On May 11, the People's Bank of China (PBoC) released financial data for April.

Among them, at the end of April, the stock of social financing scale was 389.93 trillion yuan, a year-on-year increase of 8.3%, and the growth was relatively stable, basically matching the expected target of economic growth and price level; In terms of credit data, at the end of April, the balance of RMB loans was 247.78 trillion yuan, a year-on-year increase of 9.6%, and the growth rate was the same as that at the end of the previous month. From January to April, loans increased by 10.19 trillion yuan, a relatively high level in the same period in history.

After the release of financial data in April, market experts generally said that the total amount of loans in the month was "not small", the credit structure continued to be optimized, the interest rate level remained low, and the RMB exchange rate remained basically stable at a reasonable and balanced level, creating a good monetary and financial environment for high-quality economic development.

April loan "small month is not small"

Balanced delivery has achieved remarkable results

Historically, April, July, and October are usually small months for loans. According to the latest data, the scale of new RMB loans in April this year increased slightly compared with the same period last year.

In this regard, the market generally believes that the judgment on the growth rate of RMB loans in 2024 should take into account the factors of last year's high loan growth base. At present, the central bank has achieved remarkable results in guiding the reasonable growth and balanced delivery of loans, the phenomenon of "big and small months" has been significantly alleviated, and the stability and sustainability of credit delivery have been enhanced. The amount of credit in April effectively met the reasonable financing needs of the real economy, which was in line with the current economic growth and market expectations.

"At present, the credit supply is 'small month', and the pace is more stable and moderate." Zhang Jun, chief economist of Galaxy Securities, said that the "roller coaster" phenomenon of credit delivery caused by the "good start" of financial institutions in previous years has been reduced this year, and the indicator orientation of financial institutions to rush performance has weakened, and credit delivery has become more stable.

Liang Si, a researcher at the Bank of China Research Institute, also believes that this year's credit as a whole will show the characteristics of balanced delivery. In the period of economic structural transformation, it is necessary not only to look at the monthly credit growth, but also to pay attention to judging the financial support from the cumulative increase of loans.

Requirements
According to the text on China's April financial data, what was the balance of RMB loans at the end of April?

Dataset content
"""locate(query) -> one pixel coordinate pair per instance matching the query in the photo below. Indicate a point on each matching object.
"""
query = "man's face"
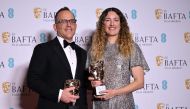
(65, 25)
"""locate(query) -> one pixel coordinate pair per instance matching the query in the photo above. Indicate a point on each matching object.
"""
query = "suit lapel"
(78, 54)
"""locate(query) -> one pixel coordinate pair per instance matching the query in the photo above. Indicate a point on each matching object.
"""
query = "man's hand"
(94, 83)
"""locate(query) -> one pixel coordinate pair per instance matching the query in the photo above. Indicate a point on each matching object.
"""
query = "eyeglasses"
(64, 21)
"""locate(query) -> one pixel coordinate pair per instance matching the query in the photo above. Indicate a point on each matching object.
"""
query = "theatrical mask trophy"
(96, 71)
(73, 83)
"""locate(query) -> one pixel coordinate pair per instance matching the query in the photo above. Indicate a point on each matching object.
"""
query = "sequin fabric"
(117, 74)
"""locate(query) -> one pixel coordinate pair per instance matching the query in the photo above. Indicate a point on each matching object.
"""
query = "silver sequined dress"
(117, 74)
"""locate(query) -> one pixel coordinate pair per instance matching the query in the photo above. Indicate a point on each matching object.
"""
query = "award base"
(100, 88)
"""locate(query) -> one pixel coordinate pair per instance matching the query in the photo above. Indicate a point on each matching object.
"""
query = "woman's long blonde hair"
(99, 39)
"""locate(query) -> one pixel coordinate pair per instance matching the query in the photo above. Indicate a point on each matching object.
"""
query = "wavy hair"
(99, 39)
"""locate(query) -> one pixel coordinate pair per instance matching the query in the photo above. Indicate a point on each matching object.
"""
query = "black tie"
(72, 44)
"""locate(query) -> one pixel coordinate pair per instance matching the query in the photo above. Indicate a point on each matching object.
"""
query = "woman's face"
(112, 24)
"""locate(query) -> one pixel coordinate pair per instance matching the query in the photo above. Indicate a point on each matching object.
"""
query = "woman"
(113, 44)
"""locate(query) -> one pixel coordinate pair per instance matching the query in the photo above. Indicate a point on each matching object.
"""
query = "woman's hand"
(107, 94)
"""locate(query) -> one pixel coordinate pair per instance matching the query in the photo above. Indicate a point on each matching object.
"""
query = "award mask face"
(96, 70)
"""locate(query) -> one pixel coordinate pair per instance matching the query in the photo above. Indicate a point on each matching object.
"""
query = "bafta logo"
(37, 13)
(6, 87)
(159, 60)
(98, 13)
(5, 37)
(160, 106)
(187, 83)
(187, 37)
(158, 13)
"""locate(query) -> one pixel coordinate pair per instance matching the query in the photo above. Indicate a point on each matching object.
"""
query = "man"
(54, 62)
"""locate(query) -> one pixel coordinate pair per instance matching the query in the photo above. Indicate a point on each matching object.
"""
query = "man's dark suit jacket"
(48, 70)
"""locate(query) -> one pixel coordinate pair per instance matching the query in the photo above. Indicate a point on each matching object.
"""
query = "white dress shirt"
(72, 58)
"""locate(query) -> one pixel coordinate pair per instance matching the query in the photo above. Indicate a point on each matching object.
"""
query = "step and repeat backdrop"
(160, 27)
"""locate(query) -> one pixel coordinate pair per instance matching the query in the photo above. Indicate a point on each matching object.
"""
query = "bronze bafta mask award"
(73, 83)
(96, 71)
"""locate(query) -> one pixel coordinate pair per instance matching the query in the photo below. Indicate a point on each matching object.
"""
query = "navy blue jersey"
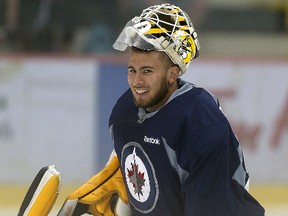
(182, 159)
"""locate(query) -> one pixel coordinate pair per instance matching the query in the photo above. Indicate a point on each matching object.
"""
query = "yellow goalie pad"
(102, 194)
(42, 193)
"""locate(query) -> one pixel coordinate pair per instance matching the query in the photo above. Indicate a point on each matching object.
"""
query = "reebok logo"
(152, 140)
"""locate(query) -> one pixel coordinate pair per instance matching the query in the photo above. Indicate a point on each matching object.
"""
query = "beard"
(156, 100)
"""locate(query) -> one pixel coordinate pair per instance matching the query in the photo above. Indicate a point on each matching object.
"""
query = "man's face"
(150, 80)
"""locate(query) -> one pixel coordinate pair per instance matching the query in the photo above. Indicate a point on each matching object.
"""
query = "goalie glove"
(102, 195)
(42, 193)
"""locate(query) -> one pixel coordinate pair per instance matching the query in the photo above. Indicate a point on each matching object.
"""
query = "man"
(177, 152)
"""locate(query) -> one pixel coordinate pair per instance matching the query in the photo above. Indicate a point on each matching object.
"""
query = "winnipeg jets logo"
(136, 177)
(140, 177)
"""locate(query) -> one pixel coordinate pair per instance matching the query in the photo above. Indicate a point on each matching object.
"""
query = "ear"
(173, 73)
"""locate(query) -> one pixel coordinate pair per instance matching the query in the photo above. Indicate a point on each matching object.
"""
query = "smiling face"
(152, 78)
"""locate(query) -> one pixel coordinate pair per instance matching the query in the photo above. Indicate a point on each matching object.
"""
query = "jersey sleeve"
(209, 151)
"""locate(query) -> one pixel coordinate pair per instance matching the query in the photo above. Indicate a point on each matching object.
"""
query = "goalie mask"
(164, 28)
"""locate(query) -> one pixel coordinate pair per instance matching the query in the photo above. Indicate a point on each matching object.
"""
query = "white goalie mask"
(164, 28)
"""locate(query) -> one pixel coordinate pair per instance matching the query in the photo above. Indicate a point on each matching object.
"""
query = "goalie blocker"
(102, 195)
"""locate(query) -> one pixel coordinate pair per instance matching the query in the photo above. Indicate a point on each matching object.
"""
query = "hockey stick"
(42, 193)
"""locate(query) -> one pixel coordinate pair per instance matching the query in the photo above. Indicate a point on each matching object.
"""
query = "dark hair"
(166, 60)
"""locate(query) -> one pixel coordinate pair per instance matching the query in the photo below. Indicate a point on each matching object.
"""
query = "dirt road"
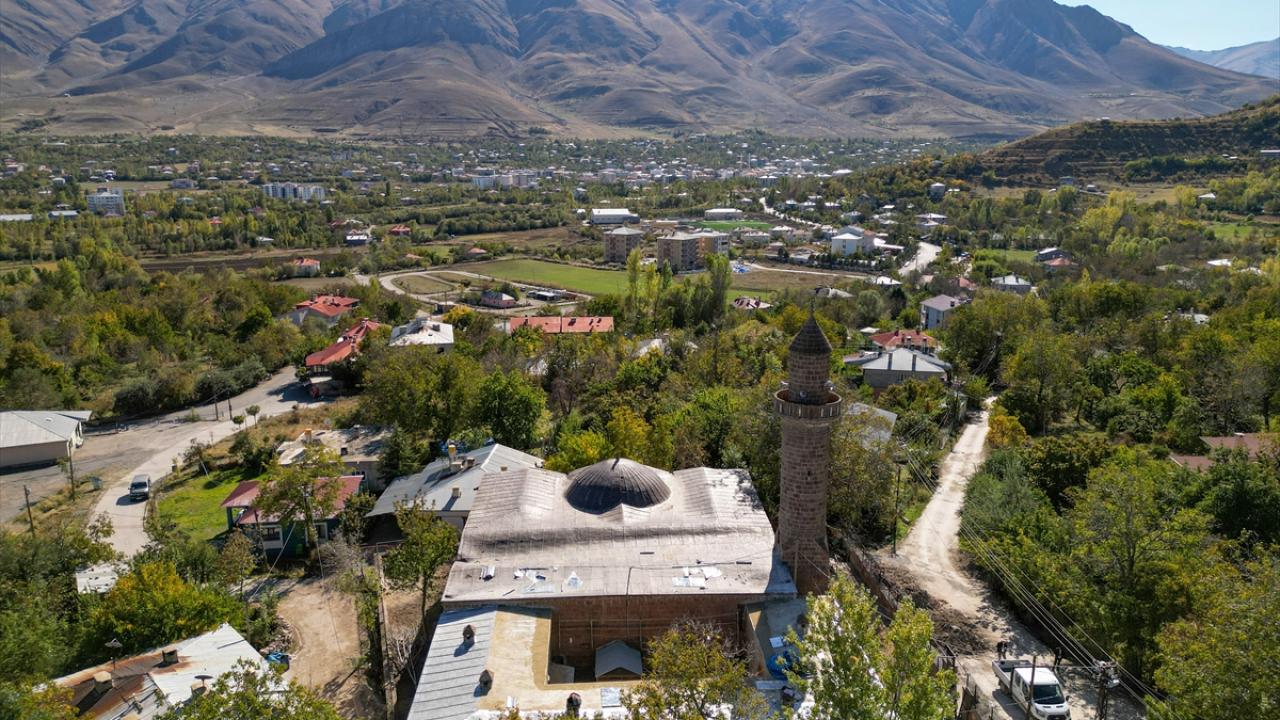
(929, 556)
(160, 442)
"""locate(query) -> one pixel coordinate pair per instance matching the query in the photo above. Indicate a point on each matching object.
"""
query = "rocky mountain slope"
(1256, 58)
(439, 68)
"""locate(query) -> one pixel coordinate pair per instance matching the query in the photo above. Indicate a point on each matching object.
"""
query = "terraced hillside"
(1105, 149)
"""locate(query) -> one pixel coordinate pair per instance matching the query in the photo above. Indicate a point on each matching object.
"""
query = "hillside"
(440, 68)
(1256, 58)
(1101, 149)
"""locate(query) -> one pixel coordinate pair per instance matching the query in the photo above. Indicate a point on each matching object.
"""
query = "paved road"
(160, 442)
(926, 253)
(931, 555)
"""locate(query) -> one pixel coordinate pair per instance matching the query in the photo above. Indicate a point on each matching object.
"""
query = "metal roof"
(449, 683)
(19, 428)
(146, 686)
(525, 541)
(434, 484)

Full solution
247.78 trillion yuan